TASK DIRECTIONS — All of the data that follows should be retyped exactly, please, except the pictures.

[start of DATA SHOWN]

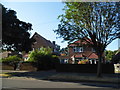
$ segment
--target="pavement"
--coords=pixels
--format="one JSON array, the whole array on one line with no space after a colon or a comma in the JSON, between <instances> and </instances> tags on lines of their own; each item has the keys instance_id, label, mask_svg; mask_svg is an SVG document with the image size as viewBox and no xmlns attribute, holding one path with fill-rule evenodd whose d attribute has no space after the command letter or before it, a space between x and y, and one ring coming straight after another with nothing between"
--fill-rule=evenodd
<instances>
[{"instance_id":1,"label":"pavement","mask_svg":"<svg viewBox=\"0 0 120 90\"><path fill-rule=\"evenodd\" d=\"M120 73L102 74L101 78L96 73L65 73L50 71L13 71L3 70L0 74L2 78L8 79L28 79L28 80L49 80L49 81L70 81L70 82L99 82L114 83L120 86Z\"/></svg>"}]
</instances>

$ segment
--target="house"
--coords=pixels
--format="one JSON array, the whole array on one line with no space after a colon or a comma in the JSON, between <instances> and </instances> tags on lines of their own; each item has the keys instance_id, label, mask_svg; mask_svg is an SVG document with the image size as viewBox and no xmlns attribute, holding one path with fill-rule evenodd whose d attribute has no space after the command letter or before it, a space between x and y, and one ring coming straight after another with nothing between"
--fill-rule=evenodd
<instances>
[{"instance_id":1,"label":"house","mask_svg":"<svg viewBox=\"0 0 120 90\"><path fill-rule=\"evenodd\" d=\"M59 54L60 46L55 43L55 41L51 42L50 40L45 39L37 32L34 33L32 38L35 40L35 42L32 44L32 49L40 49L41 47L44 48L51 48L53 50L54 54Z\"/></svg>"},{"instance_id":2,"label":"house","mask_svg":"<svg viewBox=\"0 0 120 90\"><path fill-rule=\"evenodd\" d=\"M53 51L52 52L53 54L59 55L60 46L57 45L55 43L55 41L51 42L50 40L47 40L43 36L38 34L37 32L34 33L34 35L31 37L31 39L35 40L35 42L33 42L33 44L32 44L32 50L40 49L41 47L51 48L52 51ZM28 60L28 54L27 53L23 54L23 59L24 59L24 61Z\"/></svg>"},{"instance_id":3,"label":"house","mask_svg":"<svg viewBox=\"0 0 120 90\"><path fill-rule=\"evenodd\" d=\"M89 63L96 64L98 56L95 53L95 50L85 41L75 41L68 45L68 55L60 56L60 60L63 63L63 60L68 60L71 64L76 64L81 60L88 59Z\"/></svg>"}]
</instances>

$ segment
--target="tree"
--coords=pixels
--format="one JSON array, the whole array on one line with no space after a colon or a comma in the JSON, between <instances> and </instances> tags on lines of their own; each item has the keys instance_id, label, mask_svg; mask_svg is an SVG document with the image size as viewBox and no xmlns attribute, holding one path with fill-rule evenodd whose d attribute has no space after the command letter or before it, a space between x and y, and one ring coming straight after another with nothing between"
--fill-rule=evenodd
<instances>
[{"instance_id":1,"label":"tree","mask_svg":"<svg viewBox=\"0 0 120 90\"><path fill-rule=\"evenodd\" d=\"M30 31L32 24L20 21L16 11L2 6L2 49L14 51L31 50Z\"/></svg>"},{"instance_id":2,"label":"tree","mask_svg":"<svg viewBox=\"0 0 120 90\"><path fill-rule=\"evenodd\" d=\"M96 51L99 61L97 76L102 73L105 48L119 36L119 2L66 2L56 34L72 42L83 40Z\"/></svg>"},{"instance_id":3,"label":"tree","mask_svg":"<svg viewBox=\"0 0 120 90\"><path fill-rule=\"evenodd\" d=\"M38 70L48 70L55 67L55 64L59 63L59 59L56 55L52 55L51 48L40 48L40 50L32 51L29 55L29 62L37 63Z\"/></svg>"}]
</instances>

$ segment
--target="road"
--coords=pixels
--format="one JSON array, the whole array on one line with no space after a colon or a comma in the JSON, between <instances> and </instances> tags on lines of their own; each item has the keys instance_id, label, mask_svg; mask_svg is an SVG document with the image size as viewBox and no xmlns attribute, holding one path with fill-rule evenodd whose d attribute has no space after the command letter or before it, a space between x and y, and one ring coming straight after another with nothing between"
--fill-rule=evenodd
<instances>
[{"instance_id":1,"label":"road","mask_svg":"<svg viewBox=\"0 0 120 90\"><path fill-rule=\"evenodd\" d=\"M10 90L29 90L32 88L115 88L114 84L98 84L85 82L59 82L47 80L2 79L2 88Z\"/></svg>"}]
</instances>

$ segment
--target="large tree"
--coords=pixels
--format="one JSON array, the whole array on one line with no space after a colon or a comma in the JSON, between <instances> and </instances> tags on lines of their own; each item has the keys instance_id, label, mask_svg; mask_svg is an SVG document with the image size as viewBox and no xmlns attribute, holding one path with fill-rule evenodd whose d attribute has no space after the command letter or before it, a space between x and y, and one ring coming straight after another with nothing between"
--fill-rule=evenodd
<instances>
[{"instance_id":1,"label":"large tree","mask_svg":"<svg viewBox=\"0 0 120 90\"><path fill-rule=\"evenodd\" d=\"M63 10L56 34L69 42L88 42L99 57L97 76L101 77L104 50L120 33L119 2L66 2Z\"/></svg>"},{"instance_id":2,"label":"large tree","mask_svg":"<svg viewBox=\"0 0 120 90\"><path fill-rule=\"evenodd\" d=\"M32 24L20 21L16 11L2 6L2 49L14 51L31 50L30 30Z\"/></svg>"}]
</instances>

[end of DATA SHOWN]

EXERCISE RESULT —
$ segment
--target="pavement"
--coords=pixels
--format="one JSON array, the whole array on one line with no space after a colon or a comma in the JSON, between <instances> and </instances> tags on lines of their own; each item has the keys instance_id, label, mask_svg; mask_svg is an SVG document with the image size as viewBox and no xmlns attribute, holding one path with fill-rule evenodd whose d attribute has no space after the command letter or before it, a space between x and y, and one ring coming straight after another with nothing between"
--fill-rule=evenodd
<instances>
[{"instance_id":1,"label":"pavement","mask_svg":"<svg viewBox=\"0 0 120 90\"><path fill-rule=\"evenodd\" d=\"M120 73L102 74L101 78L96 73L65 73L50 71L13 71L3 70L0 74L2 78L8 79L28 79L28 80L49 80L49 81L70 81L70 82L99 82L114 83L120 86Z\"/></svg>"}]
</instances>

$ segment
--target="house"
--coords=pixels
--format="one JSON array, the whole array on one line with no space after a colon or a comma in the JSON, between <instances> and </instances> tags on lines of their own; each item has the keys instance_id, label, mask_svg; mask_svg is an SVG document with the image size as viewBox and no xmlns attribute, holding one path with fill-rule evenodd whose d attribute has no space after the command letter or before it, a space between x and y, and one ring coming straight after another with nothing between"
--fill-rule=evenodd
<instances>
[{"instance_id":1,"label":"house","mask_svg":"<svg viewBox=\"0 0 120 90\"><path fill-rule=\"evenodd\" d=\"M59 54L60 46L55 43L55 41L51 42L50 40L45 39L37 32L34 33L32 38L35 40L35 42L32 44L32 49L40 49L41 47L44 48L51 48L53 50L54 54Z\"/></svg>"},{"instance_id":2,"label":"house","mask_svg":"<svg viewBox=\"0 0 120 90\"><path fill-rule=\"evenodd\" d=\"M53 51L52 52L53 54L59 55L60 46L57 45L55 43L55 41L51 42L50 40L47 40L43 36L38 34L37 32L34 33L34 35L31 37L31 39L35 40L35 42L33 42L33 44L32 44L32 50L40 49L41 47L51 48L52 51ZM28 60L28 54L27 53L23 54L23 59L24 59L24 61Z\"/></svg>"},{"instance_id":3,"label":"house","mask_svg":"<svg viewBox=\"0 0 120 90\"><path fill-rule=\"evenodd\" d=\"M89 63L96 64L98 56L95 53L95 50L85 41L75 41L68 45L68 55L60 56L60 60L63 63L63 60L68 60L71 64L76 64L81 60L88 59Z\"/></svg>"}]
</instances>

$ segment
--target="tree"
--coords=pixels
--format="one JSON array, the whole array on one line with no space after a colon or a comma in the JSON, between <instances> and </instances> tags on lines of their own; each item has the keys instance_id, label, mask_svg; mask_svg is an SVG document with the image size as viewBox and no xmlns attribute, holding one path with fill-rule evenodd whose d attribute has no space after the command letter or before it, a space between x and y, and one ring coming straight after another with nothing between"
--fill-rule=evenodd
<instances>
[{"instance_id":1,"label":"tree","mask_svg":"<svg viewBox=\"0 0 120 90\"><path fill-rule=\"evenodd\" d=\"M30 31L32 24L20 21L16 11L2 6L2 49L14 51L31 50Z\"/></svg>"},{"instance_id":2,"label":"tree","mask_svg":"<svg viewBox=\"0 0 120 90\"><path fill-rule=\"evenodd\" d=\"M96 51L99 61L97 76L102 73L105 48L119 36L119 2L66 2L56 34L72 42L83 40Z\"/></svg>"},{"instance_id":3,"label":"tree","mask_svg":"<svg viewBox=\"0 0 120 90\"><path fill-rule=\"evenodd\" d=\"M38 70L48 70L55 67L55 64L59 63L59 59L56 55L52 55L51 48L40 48L40 50L32 51L29 55L29 62L37 63Z\"/></svg>"}]
</instances>

$ segment
--target="road"
--coords=pixels
--format="one JSON array, the whole array on one line with no space after a colon or a comma in the JSON, between <instances> and </instances> tags on lines of their own; each item has the keys instance_id, label, mask_svg; mask_svg is an SVG document with the image size as viewBox and no xmlns attribute, holding one path with fill-rule evenodd whose d attribute has no space after the command letter or before it, a space between x and y, and one ring coming straight after another with nothing between"
--fill-rule=evenodd
<instances>
[{"instance_id":1,"label":"road","mask_svg":"<svg viewBox=\"0 0 120 90\"><path fill-rule=\"evenodd\" d=\"M10 90L29 90L32 88L115 88L114 84L98 84L85 82L59 82L47 80L2 79L2 88Z\"/></svg>"}]
</instances>

$ segment
--target="large tree"
--coords=pixels
--format="one JSON array, the whole array on one line with no space after a colon or a comma in the JSON, between <instances> and </instances> tags on lines of their own; each item has the keys instance_id, label, mask_svg; mask_svg is an SVG document with the image size as viewBox and no xmlns attribute, holding one path with fill-rule evenodd whose d attribute has no space after the command letter or before it, a space between x and y, and one ring coming straight after another with nothing between"
--fill-rule=evenodd
<instances>
[{"instance_id":1,"label":"large tree","mask_svg":"<svg viewBox=\"0 0 120 90\"><path fill-rule=\"evenodd\" d=\"M63 10L56 34L69 42L88 42L99 57L97 76L101 77L104 50L120 33L119 2L66 2Z\"/></svg>"},{"instance_id":2,"label":"large tree","mask_svg":"<svg viewBox=\"0 0 120 90\"><path fill-rule=\"evenodd\" d=\"M32 24L20 21L16 11L2 6L2 49L14 51L31 50L30 30Z\"/></svg>"}]
</instances>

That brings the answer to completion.